Compétition et performance sont elles des fatalités ?


Ce billet a tourné et retourné dans ma tête depuis le début de l’été, en fait depuis les jeux olympiques…

Si je ne l’écris pas maintenant, même un peu tard, à la veille du bruit et de la fureur des vendanges, sans doute ne verra t’il jamais le jour.

Allons, alors 😉

Je n’aime pas les jeux olympiques. Enfin pas les jeux olympiques tels que je les ai vus cet été, ces jeux modernes ou, loin d’un défi contre soi même, le sport devient une compétition ou le 4ème ou le 6ème, pourtant à quelques centièmes de secondes, à quelques centimètres, à un doigt ou une main, est juste un « perdant », avec tout le mépris que mettent certains dans ces mots.

Qu’importe qu’il y ait dix ou vingt ans, avec cette même « non-performance », il fût rentré dans la légende du sport. Qu’importe qu’il ait battu ce jour là un record personnel, ou explosé un record dans son pays ou dans son continent, le voilà au mieux oublié, au pire honni, méprisé, pour n’avoir pas « gagné ».

Le tout dans un climat de jeu du cirque, de sponsoring économique, effrayant, pratiquant la politique de la terre brûlée envers les autres marques. Il ne suffit plus, désormais, de se développer mais bien d’empêcher les autres de le faire…

ll parait que nous sommes tous, génétiquement, programmé à être compétiteur ou performeur. Pour certains d’entres nous, seul compte la position par rapport au autres. Un 18 en classe ne représentait rien pour vous à l’école, si vous n’étiez pas premier ? Vous auriez préféré, et de loin, être premier avec un simple 12 ? Vous êtes compétiteur, c’est sûr.

Les notes des autres ne vous on jamais fait ni chaud, ni froid, seule comptait votre performance personnelle, jugée par vous ou par d’autres ? Vous êtes performeur. C’est ainsi. On peut bien sûr lutter, se raisonner, mais tout au long de sa vie, la première impression lors d’une compétition sera toujours l’une ou l’autre 😉 Pour tout vous dire, je suis un piètre compétiteur…

A la veille de la sortie des deux gros guides annuels (RVF et Bettane-Desseauve), ce genre de réflexion prend tout son sens. Qui va avoir un bon point ? Une image ? Qui va se faire taper sur les doigts, n’ayant pas des vins assez « vivants » ou « qui n’ont pas fait « vibrer » tel ou journaliste élevé toute l’année dans le papier de soie ? Qui va être la reine d’un jour, oups, pardon, « vigneron de l’année » ? 😉

Bien sûr, quand on y pense avec logique, cela n’a rien à voir avec ma réflexion du début, avec le sport. Dans le sport, il y a des RÈGLES, des compétitions entre des personnes à un moment précis, des instruments de mesure, des références. Dans le vin, il y a des goûts, des compétences étranges, des expériences étonnantes, des affinités humaines, des intérêts financiers, des obligations économiques, un monde de sensations et d’affectif pur et dur. Et pourtant, les mêmes « classements » .

---

But de l'exercice: Pouvez-vous recopier à l'identique le passage du texte sur la compétition et la performance, depuis « Je n’aime pas » jusqu'à « dans ces mots. » ?

Entrées d'images sur des régions nommées
---

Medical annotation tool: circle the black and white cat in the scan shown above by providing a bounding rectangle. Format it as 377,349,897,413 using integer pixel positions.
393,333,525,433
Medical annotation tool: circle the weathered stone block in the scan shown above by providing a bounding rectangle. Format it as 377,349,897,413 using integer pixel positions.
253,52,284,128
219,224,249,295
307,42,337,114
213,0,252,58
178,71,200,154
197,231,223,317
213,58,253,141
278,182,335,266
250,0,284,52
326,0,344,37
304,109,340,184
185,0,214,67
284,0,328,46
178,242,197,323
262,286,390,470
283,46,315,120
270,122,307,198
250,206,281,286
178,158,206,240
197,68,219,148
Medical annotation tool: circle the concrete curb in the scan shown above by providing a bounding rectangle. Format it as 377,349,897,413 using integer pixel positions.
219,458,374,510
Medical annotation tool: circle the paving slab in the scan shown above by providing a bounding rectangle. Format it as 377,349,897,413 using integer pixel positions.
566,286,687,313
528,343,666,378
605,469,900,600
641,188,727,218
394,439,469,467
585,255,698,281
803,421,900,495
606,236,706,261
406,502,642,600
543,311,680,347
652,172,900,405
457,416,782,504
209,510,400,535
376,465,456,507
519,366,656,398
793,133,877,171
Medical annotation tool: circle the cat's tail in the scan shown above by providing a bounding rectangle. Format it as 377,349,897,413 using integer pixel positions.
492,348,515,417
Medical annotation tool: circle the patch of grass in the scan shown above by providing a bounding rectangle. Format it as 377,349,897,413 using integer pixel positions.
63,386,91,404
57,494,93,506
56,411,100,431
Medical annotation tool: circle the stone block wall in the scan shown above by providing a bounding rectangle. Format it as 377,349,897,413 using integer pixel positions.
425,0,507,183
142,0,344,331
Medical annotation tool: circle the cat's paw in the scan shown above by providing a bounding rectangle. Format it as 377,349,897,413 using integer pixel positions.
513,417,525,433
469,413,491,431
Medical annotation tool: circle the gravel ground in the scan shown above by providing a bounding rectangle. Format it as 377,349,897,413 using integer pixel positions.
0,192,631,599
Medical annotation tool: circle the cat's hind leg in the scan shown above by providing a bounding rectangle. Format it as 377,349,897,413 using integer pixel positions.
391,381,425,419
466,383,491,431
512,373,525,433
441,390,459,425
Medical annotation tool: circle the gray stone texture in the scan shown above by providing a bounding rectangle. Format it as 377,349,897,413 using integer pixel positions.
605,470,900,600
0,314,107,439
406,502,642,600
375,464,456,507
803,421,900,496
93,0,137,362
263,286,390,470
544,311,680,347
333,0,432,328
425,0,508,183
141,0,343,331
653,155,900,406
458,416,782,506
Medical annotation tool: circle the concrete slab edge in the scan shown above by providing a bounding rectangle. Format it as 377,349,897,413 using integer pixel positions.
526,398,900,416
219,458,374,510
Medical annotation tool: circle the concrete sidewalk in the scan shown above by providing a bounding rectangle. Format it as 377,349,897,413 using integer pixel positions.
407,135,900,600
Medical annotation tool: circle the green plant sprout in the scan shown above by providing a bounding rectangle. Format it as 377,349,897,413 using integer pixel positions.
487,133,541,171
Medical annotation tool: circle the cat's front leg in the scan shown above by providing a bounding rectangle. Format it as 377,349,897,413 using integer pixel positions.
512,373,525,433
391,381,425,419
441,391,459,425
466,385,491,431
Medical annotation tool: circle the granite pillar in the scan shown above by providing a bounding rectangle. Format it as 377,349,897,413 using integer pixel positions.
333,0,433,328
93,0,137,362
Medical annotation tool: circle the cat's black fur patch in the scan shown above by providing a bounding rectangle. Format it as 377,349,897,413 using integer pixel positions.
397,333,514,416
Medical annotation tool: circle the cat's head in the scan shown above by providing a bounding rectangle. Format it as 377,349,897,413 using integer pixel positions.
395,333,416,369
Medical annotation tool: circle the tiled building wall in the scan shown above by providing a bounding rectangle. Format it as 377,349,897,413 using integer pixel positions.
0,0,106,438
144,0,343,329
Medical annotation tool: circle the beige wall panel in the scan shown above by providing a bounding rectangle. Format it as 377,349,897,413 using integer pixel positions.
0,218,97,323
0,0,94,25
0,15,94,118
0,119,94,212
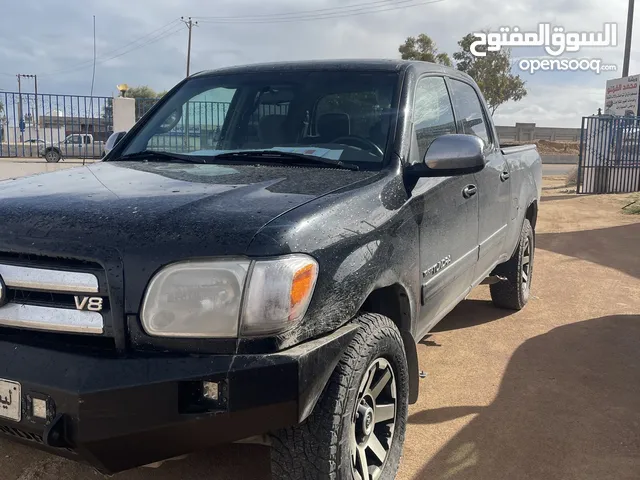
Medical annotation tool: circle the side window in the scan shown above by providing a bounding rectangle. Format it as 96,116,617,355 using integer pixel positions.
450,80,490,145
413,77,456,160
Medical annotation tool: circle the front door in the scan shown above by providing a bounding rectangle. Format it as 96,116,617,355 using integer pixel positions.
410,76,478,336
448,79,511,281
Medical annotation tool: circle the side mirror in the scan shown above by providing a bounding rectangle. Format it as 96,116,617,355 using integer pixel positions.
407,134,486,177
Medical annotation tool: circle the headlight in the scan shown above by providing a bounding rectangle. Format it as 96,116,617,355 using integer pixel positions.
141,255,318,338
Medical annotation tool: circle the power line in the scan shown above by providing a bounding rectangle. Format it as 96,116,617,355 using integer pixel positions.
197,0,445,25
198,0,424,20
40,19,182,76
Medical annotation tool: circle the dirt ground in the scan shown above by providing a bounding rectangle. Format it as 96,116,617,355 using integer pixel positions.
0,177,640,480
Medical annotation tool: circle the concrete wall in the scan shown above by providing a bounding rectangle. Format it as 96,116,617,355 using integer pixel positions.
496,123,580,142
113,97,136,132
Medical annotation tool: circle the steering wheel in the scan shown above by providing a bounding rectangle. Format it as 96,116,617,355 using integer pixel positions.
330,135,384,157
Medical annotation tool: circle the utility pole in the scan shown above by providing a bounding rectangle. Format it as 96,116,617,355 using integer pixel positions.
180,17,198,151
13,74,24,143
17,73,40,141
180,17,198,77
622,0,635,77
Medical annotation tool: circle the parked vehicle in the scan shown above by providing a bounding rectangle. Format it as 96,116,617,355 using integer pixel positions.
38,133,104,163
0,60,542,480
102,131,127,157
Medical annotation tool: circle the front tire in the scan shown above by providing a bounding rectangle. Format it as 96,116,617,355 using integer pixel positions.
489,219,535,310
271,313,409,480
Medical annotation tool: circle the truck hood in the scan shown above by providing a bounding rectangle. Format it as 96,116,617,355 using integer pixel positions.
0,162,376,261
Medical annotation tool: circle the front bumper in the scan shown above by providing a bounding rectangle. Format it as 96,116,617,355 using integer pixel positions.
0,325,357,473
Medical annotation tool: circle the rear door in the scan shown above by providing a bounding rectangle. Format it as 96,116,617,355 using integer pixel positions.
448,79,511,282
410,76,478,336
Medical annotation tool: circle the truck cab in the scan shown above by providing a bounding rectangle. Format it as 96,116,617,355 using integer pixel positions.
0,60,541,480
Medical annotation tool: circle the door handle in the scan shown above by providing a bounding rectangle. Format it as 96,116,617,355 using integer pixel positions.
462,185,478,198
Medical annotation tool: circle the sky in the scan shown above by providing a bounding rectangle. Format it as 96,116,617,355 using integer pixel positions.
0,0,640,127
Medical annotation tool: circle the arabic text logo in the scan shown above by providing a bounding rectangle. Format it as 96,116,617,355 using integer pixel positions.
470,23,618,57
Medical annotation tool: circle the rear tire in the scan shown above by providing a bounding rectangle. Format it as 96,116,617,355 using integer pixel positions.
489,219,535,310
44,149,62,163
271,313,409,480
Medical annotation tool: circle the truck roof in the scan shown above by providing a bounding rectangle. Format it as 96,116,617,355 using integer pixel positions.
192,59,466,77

---

Solution proposée:
Je n’aime pas les jeux olympiques. Enfin pas les jeux olympiques tels que je les ai vus cet été, ces jeux modernes ou, loin d’un défi contre soi même, le sport devient une compétition ou le 4ème ou le 6ème, pourtant à quelques centièmes de secondes, à quelques centimètres, à un doigt ou une main, est juste un « perdant », avec tout le mépris que mettent certains dans ces mots.